Aujourd’hui, une voiture qui passe dans la rue, nous surprend tant tout est tellement calme.
Aujourd’hui, nous remarquons les voisins que nous n’avions jamais eu le temps de rencontrer et nous échangeons quelques mots d’une fenêtre à l’autre.
Aujourd’hui, nous passons des heures à lire mails, publications dans les réseaux sociaux, textes partagés et à répondre aux appels de nos amis, de nos contacts et de nos connaissances.
Aujourd’hui, nous changeons tous de fonctionnement par nécessité. Nos préoccupations ont été chamboulées avec nos habitudes et nous devenons inventifs individuellement et collectivement pour préserver notre avenir. Nous avons changé de paradigme sans trop nous en rendre compte.

········

◆ CONSIGNE A
Recopiez le passage du texte sur notre quotidien d'aujourd'hui qui va de « Aujourd’hui, nous remarquons » à « de nos connaissances. ».
◆ CONSIGNE B
D'après le texte sur notre quotidien d'aujourd'hui, comment échangeons-nous quelques mots avec les voisins ?
◆ CONSIGNE C
Reprenez le texte sur notre quotidien d'aujourd'hui là où il s'arrête et poursuivez-le.

········

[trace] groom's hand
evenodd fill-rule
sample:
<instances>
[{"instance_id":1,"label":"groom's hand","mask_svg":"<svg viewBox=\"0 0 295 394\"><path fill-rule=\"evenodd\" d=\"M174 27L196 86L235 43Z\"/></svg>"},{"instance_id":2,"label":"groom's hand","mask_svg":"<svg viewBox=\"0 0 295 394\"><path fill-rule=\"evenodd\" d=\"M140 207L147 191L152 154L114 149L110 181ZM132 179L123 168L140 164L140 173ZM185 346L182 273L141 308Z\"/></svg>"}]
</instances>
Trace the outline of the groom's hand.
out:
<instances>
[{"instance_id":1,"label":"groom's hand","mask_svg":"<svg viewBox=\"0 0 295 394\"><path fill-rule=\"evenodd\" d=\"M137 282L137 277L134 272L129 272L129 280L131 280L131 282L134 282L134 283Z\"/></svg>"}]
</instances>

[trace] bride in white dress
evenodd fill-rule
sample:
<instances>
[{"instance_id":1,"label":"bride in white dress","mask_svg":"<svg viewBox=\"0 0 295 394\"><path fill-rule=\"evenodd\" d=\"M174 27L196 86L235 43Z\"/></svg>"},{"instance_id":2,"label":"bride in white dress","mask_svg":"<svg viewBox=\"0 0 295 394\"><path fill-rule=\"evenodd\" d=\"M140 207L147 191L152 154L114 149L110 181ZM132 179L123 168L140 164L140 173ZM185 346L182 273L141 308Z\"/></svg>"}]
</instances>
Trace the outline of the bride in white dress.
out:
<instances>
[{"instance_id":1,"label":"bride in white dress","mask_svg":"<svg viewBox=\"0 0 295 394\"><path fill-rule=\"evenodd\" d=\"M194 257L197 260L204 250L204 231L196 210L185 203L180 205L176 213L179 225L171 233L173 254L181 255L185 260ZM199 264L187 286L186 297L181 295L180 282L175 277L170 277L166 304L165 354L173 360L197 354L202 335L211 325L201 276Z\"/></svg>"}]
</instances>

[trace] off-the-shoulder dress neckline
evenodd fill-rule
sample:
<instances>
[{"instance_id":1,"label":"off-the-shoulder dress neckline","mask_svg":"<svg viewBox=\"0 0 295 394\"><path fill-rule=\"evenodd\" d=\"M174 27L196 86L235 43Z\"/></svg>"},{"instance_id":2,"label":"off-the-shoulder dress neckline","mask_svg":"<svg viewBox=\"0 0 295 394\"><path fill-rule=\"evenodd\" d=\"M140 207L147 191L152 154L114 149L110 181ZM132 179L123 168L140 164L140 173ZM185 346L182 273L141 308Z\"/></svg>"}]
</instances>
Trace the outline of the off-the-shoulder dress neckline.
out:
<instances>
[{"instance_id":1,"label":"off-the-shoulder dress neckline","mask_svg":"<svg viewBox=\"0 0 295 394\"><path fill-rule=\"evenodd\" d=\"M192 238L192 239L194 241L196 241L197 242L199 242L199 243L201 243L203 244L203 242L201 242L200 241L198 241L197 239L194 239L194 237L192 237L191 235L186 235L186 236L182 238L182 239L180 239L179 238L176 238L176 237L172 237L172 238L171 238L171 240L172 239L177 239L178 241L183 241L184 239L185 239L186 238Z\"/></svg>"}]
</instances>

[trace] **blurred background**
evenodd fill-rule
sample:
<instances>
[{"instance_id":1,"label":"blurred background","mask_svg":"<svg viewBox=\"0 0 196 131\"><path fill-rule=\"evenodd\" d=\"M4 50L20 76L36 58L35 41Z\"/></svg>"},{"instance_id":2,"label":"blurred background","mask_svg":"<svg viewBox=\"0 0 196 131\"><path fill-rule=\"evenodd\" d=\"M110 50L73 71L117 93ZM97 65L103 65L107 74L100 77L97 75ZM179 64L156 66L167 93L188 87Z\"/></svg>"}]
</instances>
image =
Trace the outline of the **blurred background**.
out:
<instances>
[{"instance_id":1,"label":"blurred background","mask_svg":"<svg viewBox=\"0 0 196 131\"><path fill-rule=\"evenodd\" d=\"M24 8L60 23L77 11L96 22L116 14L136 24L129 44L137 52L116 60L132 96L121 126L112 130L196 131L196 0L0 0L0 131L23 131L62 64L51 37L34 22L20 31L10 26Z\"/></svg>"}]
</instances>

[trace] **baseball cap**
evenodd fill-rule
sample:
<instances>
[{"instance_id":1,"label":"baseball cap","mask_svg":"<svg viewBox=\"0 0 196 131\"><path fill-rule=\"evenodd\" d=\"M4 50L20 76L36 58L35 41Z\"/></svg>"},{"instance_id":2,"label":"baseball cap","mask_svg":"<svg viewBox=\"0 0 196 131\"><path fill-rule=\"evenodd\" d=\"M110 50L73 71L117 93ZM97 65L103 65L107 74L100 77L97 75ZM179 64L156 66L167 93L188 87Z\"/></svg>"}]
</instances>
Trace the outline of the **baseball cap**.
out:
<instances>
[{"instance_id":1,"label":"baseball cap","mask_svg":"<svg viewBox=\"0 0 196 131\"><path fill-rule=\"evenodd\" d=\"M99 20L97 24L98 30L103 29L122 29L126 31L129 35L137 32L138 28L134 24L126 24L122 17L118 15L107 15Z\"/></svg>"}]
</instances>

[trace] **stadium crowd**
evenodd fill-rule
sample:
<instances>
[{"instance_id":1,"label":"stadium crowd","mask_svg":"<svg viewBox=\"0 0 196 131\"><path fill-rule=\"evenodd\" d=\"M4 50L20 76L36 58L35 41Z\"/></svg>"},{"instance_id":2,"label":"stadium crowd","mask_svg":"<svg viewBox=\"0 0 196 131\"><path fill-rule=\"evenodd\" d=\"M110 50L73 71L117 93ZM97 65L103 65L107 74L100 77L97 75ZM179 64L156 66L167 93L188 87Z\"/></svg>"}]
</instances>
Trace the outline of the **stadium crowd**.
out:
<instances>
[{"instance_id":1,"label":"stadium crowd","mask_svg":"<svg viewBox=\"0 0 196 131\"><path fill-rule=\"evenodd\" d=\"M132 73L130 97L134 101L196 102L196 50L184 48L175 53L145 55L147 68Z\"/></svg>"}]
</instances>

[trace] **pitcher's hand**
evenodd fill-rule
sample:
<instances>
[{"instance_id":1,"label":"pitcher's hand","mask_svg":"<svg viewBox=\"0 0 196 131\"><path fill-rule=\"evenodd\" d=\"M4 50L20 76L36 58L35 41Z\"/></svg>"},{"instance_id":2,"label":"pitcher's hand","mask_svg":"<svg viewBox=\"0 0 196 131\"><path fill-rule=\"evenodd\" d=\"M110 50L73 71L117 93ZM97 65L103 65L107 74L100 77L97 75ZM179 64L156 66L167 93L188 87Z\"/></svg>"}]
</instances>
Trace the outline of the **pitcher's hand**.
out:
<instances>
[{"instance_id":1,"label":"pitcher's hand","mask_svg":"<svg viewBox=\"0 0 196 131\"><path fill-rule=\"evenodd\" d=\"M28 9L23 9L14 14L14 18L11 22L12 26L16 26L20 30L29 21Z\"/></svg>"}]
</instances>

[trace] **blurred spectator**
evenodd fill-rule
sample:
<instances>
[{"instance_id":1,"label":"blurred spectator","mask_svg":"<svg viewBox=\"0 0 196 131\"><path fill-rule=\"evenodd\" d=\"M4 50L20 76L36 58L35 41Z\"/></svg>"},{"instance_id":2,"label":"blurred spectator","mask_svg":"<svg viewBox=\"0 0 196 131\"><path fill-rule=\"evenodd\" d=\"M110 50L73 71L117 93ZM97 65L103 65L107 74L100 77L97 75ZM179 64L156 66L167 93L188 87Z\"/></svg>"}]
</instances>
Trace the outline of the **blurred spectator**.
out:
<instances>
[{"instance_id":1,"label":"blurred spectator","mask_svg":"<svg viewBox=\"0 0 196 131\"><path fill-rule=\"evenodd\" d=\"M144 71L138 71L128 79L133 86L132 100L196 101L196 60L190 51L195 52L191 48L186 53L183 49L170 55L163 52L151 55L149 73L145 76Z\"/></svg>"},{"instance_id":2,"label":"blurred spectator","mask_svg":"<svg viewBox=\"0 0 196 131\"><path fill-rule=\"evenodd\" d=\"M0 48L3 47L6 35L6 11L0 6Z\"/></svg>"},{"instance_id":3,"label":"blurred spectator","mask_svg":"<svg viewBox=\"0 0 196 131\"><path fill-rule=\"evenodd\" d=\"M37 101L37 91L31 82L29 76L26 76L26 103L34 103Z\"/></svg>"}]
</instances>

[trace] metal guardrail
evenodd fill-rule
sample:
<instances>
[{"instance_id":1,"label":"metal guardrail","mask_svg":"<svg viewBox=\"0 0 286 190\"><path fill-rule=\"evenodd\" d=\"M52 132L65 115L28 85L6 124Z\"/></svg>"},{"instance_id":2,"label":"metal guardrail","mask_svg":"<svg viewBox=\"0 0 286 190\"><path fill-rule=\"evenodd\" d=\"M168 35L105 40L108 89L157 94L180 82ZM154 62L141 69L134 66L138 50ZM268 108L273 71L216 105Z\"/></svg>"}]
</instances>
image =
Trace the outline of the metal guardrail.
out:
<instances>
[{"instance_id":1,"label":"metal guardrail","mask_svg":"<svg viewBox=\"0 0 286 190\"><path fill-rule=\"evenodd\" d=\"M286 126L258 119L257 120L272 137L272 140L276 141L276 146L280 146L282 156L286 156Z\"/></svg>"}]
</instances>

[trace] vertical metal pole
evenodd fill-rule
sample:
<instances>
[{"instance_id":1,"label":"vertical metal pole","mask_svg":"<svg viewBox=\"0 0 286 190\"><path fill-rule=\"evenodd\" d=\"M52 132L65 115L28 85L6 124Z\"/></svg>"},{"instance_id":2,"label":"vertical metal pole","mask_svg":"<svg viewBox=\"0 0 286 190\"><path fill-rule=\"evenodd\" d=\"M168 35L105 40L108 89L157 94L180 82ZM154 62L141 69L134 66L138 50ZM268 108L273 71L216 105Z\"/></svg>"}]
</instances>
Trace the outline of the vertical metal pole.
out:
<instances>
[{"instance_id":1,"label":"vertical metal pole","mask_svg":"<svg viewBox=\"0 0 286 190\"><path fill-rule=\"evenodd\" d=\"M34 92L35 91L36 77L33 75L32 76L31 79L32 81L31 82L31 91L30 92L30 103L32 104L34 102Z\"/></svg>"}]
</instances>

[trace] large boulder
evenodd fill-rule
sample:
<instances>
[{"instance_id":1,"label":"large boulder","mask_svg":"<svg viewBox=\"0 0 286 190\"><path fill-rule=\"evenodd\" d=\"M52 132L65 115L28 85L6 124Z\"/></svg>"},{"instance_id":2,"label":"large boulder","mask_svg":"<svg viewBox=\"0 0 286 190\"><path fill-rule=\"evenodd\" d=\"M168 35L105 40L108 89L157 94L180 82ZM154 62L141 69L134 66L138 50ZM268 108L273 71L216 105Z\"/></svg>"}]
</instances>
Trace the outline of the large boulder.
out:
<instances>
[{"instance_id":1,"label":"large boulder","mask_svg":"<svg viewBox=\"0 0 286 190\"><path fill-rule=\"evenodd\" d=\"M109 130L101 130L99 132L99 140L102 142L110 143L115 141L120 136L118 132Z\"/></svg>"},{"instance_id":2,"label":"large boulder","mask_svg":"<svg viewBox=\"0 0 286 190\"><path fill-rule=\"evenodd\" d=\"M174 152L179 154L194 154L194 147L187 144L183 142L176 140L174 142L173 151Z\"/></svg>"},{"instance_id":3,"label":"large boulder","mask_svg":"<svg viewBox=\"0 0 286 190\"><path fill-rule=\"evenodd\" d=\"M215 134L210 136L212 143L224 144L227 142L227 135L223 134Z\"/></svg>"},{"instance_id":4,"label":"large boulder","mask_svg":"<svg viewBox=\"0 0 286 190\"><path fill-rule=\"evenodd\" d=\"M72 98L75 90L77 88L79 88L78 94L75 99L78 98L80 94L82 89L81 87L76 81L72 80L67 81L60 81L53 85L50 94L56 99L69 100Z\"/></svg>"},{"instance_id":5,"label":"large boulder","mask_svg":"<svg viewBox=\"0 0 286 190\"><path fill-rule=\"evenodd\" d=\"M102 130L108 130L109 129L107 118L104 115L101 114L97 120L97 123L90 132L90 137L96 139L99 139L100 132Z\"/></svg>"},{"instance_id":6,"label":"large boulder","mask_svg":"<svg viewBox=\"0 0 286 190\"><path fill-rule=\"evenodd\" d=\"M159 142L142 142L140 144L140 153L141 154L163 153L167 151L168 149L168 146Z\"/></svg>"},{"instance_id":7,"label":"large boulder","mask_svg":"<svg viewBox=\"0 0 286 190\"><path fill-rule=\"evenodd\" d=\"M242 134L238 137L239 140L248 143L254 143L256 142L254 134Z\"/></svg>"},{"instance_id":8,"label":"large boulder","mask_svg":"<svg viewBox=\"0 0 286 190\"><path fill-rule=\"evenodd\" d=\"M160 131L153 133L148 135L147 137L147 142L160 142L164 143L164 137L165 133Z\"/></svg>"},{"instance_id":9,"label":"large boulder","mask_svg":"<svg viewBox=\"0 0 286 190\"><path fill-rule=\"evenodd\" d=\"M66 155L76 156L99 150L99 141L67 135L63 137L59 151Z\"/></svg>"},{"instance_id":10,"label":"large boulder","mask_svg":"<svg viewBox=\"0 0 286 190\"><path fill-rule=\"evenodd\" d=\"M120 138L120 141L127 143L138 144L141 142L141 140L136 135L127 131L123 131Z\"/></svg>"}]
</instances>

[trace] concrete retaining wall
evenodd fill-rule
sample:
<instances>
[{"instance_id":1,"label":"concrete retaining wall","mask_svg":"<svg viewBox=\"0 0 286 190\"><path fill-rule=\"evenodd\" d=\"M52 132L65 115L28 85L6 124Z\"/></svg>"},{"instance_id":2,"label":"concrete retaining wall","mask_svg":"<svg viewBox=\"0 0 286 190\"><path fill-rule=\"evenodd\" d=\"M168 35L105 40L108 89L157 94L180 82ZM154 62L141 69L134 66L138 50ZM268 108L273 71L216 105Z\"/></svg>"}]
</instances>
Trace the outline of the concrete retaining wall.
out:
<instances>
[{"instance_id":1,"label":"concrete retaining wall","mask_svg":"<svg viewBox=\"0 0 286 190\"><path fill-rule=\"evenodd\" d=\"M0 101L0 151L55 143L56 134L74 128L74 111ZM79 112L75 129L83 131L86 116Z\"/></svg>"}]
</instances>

········

◆ RÉPONSE A
Aujourd’hui, nous remarquons les voisins que nous n’avions jamais eu le temps de rencontrer et nous échangeons quelques mots d’une fenêtre à l’autre.
Aujourd’hui, nous passons des heures à lire mails, publications dans les réseaux sociaux, textes partagés et à répondre aux appels de nos amis, de nos contacts et de nos connaissances.

◆ RÉPONSE B
D'une fenêtre à l'autre.

◆ RÉPONSE C
Maintenant, je prends le temps de les écouter tous, ces connaissances proches ou lointaines, parfois pendant des heures parce qu’ils s’ennuient, qu’ils s’inquiètent les uns des autres, qu’ils ont besoin que les liens qui nous unissent ne s’étiolent pas dans cette période troublée où certains sont directement impactés par le virus ou par ses conséquences.
Maintenant, je prends le temps d’écrire, aux uns et aux autres, le temps de téléphoner pour prendre des nouvelles, de proposer de déposer des courses si besoin en passant pour aller chercher les miennes ou aller à mon travail au moins une fois par semaine.
Maintenant, je prends le temps de savourer chaque petit instant de vie de mon quotidien, pour m’en faire une réserve à redistribuer si besoin. Je prends le temps de regarder le ciel, la nature, d’écouter les oiseaux chanter ou le souffle du vent dans les arbres. Je prends le temps de regarder les graines de mes semis germer et devenir les plants de mon jardin pour l’été.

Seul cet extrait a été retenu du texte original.